What the exercise asks - Below are records to repeat exactly; do not include any pictures.

Available data START

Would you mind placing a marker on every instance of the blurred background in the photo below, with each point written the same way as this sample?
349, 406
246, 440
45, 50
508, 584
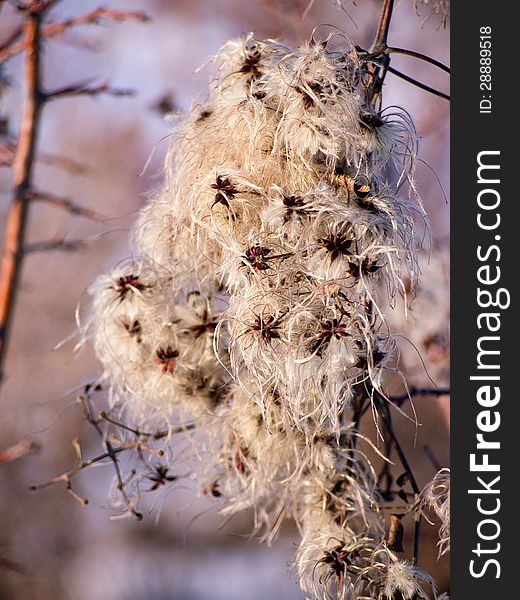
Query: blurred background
51, 547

Available data END

Answer -
Would you mind placing a marker on every instance of the blurred background in the photo below, with each point written the same way as this sample?
349, 406
246, 440
45, 50
508, 584
Query: blurred background
51, 547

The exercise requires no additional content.